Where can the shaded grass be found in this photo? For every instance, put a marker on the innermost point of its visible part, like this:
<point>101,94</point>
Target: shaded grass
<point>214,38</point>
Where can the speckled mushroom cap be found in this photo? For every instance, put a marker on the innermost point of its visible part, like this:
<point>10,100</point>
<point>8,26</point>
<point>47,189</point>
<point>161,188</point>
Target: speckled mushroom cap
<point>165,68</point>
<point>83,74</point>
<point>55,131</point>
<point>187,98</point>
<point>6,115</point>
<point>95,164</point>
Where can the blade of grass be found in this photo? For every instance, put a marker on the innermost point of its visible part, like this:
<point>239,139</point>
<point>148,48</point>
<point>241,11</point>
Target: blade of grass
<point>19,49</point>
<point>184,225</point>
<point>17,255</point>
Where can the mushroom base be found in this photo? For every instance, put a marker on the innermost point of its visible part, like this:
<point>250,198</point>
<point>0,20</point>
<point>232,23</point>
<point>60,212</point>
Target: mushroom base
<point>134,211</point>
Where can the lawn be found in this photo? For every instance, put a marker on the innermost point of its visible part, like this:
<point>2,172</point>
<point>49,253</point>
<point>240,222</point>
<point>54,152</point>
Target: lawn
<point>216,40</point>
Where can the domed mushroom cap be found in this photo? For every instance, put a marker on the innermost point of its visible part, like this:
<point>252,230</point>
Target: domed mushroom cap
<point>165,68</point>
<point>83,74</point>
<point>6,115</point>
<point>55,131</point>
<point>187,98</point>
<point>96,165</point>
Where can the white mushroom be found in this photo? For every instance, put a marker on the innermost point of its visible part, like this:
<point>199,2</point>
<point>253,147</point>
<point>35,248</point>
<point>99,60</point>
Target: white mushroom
▬▬▬▬▬▬▬▬▬▬
▶ _Exercise goal_
Take each line above that contains "white" and copy it out.

▶ _Solution for this exercise_
Where can the white mushroom be found in this photo? For every instance, put a marker on the innermost point of its visible part, like this:
Target: white mushroom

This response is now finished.